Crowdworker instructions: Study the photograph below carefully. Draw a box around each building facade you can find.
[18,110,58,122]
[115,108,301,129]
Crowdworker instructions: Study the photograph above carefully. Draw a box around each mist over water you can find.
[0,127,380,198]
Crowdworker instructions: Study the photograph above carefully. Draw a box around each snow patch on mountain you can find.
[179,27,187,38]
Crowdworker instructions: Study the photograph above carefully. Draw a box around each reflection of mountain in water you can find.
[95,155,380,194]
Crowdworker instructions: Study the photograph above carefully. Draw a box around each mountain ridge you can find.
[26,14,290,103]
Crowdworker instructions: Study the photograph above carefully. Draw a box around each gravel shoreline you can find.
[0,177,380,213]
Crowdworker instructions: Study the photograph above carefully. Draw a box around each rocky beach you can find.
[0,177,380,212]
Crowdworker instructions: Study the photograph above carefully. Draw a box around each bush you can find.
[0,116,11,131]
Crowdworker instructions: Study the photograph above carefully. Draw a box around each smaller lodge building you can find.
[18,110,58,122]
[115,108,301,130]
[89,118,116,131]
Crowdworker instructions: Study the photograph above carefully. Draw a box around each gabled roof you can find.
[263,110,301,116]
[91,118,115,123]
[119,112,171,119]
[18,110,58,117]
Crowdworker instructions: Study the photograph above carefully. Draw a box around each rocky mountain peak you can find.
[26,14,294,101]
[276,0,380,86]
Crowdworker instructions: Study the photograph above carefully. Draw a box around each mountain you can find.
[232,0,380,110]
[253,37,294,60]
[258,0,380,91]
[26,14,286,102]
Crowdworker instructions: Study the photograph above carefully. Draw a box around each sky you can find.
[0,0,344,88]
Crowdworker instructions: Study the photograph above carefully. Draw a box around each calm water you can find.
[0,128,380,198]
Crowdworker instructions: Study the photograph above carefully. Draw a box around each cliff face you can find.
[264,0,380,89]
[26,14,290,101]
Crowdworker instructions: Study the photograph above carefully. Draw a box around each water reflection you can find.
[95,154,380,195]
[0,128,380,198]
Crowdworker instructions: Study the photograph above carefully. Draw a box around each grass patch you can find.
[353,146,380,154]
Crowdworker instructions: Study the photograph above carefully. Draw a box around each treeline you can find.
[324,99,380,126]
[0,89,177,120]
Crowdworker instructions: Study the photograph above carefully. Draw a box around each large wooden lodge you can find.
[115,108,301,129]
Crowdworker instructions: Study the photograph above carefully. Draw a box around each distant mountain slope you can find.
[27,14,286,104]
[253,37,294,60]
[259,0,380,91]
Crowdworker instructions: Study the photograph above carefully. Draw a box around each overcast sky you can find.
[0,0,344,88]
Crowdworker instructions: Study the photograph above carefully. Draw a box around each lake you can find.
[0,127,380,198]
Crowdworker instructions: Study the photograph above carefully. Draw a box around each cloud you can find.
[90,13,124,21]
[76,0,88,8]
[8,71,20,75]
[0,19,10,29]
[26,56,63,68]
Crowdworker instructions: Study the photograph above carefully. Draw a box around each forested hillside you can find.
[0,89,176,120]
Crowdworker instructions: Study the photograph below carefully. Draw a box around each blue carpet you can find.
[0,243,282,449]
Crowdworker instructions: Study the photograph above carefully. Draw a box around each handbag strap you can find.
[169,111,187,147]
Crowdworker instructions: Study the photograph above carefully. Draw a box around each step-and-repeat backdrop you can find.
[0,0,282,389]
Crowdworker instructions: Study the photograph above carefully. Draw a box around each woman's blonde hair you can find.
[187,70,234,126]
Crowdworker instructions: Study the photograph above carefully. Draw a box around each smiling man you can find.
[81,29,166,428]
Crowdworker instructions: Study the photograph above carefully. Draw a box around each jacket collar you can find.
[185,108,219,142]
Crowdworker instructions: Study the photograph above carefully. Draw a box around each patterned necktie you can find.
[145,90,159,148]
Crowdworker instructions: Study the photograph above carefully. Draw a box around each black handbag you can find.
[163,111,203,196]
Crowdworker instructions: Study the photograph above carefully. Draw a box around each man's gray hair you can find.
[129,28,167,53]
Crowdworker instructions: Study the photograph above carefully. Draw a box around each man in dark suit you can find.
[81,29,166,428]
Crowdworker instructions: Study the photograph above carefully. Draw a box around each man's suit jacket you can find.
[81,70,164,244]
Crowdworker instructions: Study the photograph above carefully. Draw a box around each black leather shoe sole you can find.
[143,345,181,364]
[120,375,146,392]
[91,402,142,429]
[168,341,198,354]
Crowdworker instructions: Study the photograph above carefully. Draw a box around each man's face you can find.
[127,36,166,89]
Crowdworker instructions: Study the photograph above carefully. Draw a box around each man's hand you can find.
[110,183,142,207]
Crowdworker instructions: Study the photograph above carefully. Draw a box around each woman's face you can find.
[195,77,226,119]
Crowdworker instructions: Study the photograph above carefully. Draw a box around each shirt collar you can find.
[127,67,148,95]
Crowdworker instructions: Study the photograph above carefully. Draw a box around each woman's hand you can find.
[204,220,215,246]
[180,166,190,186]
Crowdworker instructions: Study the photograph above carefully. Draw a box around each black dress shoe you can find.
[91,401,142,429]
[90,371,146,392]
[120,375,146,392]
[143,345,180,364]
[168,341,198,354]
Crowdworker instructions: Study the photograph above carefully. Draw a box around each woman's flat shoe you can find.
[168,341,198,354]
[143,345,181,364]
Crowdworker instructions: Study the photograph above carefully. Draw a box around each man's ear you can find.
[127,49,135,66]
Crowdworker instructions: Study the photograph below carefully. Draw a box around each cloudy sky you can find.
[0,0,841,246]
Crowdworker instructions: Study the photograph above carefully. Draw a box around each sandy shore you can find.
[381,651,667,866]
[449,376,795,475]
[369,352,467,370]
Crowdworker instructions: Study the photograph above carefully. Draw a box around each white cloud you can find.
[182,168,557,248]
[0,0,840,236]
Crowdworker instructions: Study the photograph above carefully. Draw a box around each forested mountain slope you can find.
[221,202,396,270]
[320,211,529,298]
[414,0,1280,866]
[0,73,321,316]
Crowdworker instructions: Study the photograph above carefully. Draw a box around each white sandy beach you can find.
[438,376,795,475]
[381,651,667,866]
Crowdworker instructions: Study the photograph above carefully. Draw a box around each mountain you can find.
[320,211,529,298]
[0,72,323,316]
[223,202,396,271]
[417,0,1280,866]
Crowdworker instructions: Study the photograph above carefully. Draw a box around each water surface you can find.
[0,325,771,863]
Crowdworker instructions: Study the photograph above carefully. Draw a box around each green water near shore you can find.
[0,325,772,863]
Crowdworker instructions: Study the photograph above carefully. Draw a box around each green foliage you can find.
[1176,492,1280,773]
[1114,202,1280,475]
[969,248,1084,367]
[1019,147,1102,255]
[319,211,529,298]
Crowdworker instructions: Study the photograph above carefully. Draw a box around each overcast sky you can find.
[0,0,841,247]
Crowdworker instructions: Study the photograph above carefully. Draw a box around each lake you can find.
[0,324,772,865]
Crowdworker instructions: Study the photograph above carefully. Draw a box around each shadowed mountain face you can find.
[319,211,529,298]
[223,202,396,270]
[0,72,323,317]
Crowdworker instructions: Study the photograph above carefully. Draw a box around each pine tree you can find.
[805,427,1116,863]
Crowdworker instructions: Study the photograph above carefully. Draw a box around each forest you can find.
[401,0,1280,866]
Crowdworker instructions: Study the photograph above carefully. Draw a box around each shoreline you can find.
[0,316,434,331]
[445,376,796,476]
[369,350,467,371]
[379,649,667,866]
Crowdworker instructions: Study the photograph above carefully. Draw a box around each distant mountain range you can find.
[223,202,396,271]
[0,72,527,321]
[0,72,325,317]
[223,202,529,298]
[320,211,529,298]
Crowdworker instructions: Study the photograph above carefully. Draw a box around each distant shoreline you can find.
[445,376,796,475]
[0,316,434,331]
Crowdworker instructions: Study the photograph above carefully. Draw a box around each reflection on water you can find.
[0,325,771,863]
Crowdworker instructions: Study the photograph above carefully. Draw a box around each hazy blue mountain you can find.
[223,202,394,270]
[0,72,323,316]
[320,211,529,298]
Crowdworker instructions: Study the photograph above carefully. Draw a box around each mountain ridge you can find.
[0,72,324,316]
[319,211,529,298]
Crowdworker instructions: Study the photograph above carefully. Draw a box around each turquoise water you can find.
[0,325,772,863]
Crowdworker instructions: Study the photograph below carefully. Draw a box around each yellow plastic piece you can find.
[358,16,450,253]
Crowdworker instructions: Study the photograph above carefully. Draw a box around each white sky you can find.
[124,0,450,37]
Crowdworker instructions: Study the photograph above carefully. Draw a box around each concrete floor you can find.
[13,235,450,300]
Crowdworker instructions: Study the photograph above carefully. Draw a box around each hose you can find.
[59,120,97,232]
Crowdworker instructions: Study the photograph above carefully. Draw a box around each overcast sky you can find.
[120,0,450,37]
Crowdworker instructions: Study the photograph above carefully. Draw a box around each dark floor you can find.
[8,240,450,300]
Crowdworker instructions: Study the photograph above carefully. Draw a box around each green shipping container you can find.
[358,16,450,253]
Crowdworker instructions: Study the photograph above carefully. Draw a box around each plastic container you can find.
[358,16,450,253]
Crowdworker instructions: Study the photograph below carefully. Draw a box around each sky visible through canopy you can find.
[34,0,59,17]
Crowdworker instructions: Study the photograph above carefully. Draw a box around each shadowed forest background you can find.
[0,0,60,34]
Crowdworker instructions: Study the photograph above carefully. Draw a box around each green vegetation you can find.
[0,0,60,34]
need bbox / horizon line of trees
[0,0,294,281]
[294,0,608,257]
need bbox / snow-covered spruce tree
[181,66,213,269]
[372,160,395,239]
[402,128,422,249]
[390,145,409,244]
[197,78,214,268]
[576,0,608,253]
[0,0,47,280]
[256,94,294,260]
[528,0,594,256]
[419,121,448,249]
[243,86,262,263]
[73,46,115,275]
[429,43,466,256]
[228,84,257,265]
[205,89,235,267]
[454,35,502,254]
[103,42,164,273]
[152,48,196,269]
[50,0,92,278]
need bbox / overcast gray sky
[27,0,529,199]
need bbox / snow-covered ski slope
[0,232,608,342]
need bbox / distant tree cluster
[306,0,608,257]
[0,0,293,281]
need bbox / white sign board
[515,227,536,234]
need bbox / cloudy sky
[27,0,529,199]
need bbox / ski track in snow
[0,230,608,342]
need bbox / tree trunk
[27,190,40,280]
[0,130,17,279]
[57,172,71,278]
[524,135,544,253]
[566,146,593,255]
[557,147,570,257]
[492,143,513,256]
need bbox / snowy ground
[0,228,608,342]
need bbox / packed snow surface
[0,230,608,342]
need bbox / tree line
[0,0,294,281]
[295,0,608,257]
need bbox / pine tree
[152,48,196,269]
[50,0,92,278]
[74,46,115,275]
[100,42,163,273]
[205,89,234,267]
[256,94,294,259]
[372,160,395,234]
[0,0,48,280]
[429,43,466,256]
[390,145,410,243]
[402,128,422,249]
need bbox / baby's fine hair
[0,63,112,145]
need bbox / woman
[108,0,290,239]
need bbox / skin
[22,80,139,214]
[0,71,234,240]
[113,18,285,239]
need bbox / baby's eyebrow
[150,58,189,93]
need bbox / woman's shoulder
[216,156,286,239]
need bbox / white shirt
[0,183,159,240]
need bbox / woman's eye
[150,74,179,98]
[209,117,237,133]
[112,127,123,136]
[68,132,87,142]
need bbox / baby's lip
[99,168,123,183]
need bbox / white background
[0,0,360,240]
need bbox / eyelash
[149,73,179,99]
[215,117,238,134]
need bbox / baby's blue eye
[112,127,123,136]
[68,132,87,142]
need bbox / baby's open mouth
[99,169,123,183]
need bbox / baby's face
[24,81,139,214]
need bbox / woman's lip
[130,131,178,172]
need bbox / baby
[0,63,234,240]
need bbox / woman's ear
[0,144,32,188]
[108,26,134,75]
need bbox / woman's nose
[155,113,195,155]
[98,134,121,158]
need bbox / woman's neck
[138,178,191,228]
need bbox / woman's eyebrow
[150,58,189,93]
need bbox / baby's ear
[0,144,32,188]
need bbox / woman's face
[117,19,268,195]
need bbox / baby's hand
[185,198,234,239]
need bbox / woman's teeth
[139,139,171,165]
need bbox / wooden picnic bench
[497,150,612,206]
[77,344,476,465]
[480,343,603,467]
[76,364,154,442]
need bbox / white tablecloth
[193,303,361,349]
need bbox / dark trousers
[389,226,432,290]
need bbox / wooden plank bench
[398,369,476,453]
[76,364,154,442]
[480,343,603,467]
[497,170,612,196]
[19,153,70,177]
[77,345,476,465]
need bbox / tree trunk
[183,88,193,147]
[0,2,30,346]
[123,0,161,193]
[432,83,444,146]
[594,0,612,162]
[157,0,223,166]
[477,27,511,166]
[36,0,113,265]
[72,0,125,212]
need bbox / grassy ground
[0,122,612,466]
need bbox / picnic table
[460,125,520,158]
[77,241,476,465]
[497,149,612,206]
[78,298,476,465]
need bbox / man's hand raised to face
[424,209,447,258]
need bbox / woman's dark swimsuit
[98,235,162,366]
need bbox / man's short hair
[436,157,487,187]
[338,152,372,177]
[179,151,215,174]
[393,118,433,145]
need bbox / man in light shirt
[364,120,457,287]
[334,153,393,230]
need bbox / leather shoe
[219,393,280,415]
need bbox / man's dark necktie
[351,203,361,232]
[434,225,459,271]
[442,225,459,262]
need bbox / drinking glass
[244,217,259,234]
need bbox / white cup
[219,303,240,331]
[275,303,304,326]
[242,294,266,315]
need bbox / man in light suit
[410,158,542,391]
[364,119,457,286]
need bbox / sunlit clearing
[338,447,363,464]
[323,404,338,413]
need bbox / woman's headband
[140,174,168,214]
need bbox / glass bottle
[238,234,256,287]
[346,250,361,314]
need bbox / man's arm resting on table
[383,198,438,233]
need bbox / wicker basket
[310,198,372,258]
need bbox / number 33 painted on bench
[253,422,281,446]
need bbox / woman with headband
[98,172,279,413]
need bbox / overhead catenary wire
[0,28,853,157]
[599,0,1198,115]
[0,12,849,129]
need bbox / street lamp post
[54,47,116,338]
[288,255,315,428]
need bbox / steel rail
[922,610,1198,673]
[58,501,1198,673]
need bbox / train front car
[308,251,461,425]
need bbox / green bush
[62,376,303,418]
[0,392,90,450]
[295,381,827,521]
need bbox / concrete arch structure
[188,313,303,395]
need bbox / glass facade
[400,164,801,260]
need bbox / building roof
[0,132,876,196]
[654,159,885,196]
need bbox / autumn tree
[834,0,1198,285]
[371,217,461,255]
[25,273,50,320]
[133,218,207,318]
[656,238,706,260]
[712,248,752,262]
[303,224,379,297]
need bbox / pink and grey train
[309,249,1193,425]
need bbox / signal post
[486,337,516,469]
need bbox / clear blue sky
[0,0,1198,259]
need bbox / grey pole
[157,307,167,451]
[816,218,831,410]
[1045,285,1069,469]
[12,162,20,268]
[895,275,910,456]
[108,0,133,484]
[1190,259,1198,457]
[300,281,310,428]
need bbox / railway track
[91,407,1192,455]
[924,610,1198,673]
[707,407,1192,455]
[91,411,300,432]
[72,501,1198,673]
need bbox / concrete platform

◇ ◇ ◇ ◇ ◇ ◇ ◇

*Instructions to follow*
Substitute "closely" for "carefully" in the lines between the one holding "gravel shoreline you can find." and the one holding "[0,177,380,212]", inclusive, and write out only those lines with nothing else changed.

*Exercise solution*
Crowdworker instructions: Study the photograph above closely. Draw a box around each gravel shoreline you can find.
[0,177,380,213]
Crowdworker instructions: Study the photograph above closely. Draw a box around each rocky beach you can find.
[0,177,380,212]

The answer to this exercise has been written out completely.